• What you are asked to do: Nothing may be left out or changed. Print every entry.

*** Given data Section Begins ***

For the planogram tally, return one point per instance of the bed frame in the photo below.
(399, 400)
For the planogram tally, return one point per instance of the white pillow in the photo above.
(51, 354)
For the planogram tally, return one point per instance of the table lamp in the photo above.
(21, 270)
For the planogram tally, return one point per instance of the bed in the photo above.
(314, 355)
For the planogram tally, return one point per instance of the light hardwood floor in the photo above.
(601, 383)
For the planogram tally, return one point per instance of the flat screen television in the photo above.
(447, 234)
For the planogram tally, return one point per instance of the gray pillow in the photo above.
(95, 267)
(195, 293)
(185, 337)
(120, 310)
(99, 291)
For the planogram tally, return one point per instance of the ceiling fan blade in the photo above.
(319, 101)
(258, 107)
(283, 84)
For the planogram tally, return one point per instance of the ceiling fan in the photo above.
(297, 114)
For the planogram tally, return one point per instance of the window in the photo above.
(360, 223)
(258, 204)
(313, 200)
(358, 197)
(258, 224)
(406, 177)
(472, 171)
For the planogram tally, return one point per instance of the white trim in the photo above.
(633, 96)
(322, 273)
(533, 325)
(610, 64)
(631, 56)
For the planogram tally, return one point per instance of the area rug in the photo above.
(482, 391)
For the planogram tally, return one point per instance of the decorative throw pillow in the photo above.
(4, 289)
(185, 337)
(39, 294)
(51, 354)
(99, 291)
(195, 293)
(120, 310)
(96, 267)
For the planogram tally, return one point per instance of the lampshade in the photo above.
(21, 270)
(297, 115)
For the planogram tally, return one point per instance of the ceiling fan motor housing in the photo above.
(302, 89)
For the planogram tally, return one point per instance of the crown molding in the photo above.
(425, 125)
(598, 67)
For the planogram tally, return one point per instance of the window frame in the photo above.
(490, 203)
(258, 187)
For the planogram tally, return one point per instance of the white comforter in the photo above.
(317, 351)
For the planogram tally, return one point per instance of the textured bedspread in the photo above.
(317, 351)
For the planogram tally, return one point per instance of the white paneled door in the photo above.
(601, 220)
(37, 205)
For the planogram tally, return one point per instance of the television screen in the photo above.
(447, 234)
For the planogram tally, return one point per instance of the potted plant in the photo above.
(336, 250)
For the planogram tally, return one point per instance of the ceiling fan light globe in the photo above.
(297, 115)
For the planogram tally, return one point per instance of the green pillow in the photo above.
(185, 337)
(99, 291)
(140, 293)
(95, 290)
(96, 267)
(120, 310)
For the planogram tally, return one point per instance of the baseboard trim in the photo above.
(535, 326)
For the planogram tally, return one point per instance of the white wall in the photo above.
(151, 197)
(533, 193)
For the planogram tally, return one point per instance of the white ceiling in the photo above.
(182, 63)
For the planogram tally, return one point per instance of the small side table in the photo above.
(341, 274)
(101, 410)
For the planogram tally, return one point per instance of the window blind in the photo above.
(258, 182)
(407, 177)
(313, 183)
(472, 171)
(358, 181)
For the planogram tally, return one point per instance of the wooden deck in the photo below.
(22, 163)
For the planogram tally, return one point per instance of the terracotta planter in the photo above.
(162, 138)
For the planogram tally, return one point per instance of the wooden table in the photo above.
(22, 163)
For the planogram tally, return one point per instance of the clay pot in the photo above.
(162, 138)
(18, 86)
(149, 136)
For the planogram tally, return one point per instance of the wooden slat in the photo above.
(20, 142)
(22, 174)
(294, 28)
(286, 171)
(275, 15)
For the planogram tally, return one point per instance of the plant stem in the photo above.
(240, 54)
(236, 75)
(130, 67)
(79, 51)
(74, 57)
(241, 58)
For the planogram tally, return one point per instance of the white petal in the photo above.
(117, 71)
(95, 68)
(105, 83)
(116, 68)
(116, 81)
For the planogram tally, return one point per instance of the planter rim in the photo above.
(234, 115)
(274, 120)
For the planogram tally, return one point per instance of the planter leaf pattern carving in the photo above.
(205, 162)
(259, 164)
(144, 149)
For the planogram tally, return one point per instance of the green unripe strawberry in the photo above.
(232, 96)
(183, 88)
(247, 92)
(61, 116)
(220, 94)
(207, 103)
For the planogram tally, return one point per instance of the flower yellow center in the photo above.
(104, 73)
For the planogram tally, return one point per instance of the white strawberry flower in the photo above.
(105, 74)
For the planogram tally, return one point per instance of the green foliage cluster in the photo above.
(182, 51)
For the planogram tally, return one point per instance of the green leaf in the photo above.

*** Given data Section Ends ***

• Response for this exercise:
For the planogram tally, return one point per instance of the bed frame in the photo below.
(399, 400)
For the planogram tally, return one point per instance of the white pillow in the photo above.
(51, 354)
For the planogram tally, return one point per instance of the table lamp in the photo above.
(21, 270)
For the planogram tally, return one point per instance of the bed in the photo above.
(314, 355)
For the planogram tally, return one point per instance of the light hardwood floor in the photo above.
(601, 383)
For the planogram tally, return one point per instance of the flat screen television in the photo above.
(447, 234)
For the planogram tally, return one point per instance of the gray pillow in the photo above.
(95, 267)
(195, 293)
(185, 337)
(120, 310)
(99, 291)
For the planogram tally, return one point per instance of the ceiling fan blade in the photo above.
(319, 101)
(258, 107)
(283, 84)
For the planogram tally, return one point per instance of the ceiling fan in the photo above.
(297, 114)
For the planogram tally, return one point per instance of the window in the photo above.
(360, 223)
(258, 204)
(313, 200)
(358, 197)
(258, 224)
(406, 177)
(472, 171)
For the planogram tally, return one point per instance of the white trim in the photo above.
(633, 96)
(322, 273)
(533, 325)
(610, 64)
(631, 56)
For the planogram tally, return one point per instance of the area rug in the photo above.
(482, 391)
For the planogram tally, return one point per instance of the decorative throw pillow in the photo above.
(4, 289)
(185, 337)
(39, 294)
(51, 354)
(99, 291)
(195, 293)
(120, 310)
(96, 267)
For the planogram tally, return one point per instance of the lampshade in the photo above.
(21, 270)
(297, 115)
For the planogram tally, return one point per instance of the ceiling fan motor housing in the photo above.
(302, 89)
For the planogram tally, return one point per instance of the crown molding in the photo above.
(425, 125)
(598, 67)
For the planogram tally, return one point per instance of the window frame in the photo above.
(490, 203)
(258, 187)
For the planogram tally, return one point per instance of the white comforter in the photo above.
(317, 351)
For the planogram tally, return one point per instance of the textured bedspread in the photo above.
(317, 351)
For the planogram tally, return one point per instance of the white paneled door in the photo above.
(601, 220)
(37, 205)
For the planogram tally, return one point per instance of the television screen in the photo above.
(447, 234)
For the planogram tally, return one point per instance of the potted plant in the photo above.
(336, 250)
For the planogram tally, return one point per instance of the ceiling fan light globe in the photo above.
(297, 115)
For the planogram tally, return one point per instance of the green pillow in the photo above.
(185, 337)
(99, 291)
(140, 293)
(95, 290)
(96, 267)
(120, 310)
For the planogram tally, return one point per instance of the baseboard trim in the photo above.
(535, 326)
For the planogram tally, return one point per instance of the white wall in the photo above.
(151, 197)
(533, 193)
For the planogram tally, return one point per instance of the white ceiling in the photo above.
(182, 63)
For the planogram tally, return one point per instance of the small side table in the photo above.
(341, 274)
(101, 410)
For the planogram tally, return one point per instance of the window blind in the photo above.
(258, 182)
(407, 177)
(313, 183)
(472, 171)
(358, 181)
For the planogram tally, return one point per instance of the wooden deck in the photo below.
(22, 163)
For the planogram tally, return one point per instance of the terracotta planter in the photo above.
(162, 138)
For the planogram tally, return one point per instance of the wooden table in the photo above.
(22, 163)
For the planogram tally, return one point per instance of the clay pot in the photo above.
(162, 138)
(18, 86)
(149, 136)
For the planogram tally, return one point per instance of the wooden slat in the photo above.
(20, 142)
(22, 174)
(294, 28)
(286, 171)
(275, 15)
For the planogram tally, return one point per instance of the plant stem in the photo above.
(240, 54)
(236, 75)
(130, 67)
(79, 51)
(74, 57)
(241, 58)
For the planogram tally, return one point per instance of the white petal in the photo above.
(117, 71)
(95, 68)
(105, 83)
(116, 68)
(116, 81)
For the planogram tally, return one point per instance of the planter rim in the photo above.
(234, 115)
(274, 120)
For the planogram tally, return one point per instance of the planter leaf pattern carving in the photo above.
(205, 162)
(259, 164)
(144, 149)
For the planogram tally, return one point per instance of the green unripe strawberry in the photo above.
(232, 96)
(183, 88)
(247, 92)
(61, 116)
(220, 94)
(207, 103)
For the planogram tally, return one point per instance of the flower yellow center in the photo above.
(104, 73)
For the planogram tally, return one point per instance of the white strawberry flower in the photo above.
(105, 74)
For the planogram tally, return one point per instance of the green foliage cluster in the photo above.
(182, 51)
For the planogram tally, return one point per instance of the green leaf in the photo above.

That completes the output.